▶ **Exercise task**
Rewrite each of the following rows with every occurrence of "eurasian collared dove" changed to "rock pigeon". All other text in the rows must remain the same.
/---
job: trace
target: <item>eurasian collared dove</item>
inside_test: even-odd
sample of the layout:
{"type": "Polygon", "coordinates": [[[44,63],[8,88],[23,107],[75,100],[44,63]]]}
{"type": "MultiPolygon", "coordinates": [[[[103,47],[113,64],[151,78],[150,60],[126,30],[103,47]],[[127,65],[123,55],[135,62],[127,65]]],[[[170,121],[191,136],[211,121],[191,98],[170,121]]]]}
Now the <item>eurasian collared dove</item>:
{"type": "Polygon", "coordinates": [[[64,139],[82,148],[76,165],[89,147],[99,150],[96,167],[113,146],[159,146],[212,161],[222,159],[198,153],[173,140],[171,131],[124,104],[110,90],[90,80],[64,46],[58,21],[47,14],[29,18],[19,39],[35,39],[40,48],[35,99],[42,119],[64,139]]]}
\---
▶ **Final result**
job: trace
target: <item>rock pigeon</item>
inside_test: even-odd
sample of the layout:
{"type": "Polygon", "coordinates": [[[44,63],[8,88],[23,107],[75,100],[44,63]]]}
{"type": "MultiPolygon", "coordinates": [[[[103,47],[113,64],[151,78],[150,60],[126,30],[103,47]],[[127,65],[123,55],[135,62],[127,65]]],[[[170,121],[191,136],[211,121],[191,98],[170,121]]]]}
Now the <item>rock pigeon</item>:
{"type": "Polygon", "coordinates": [[[64,139],[82,148],[76,165],[89,147],[99,150],[96,167],[113,146],[159,146],[212,161],[222,159],[198,153],[173,140],[171,131],[124,104],[110,90],[90,80],[64,46],[58,21],[47,14],[29,18],[19,39],[35,39],[40,48],[35,99],[42,119],[64,139]]]}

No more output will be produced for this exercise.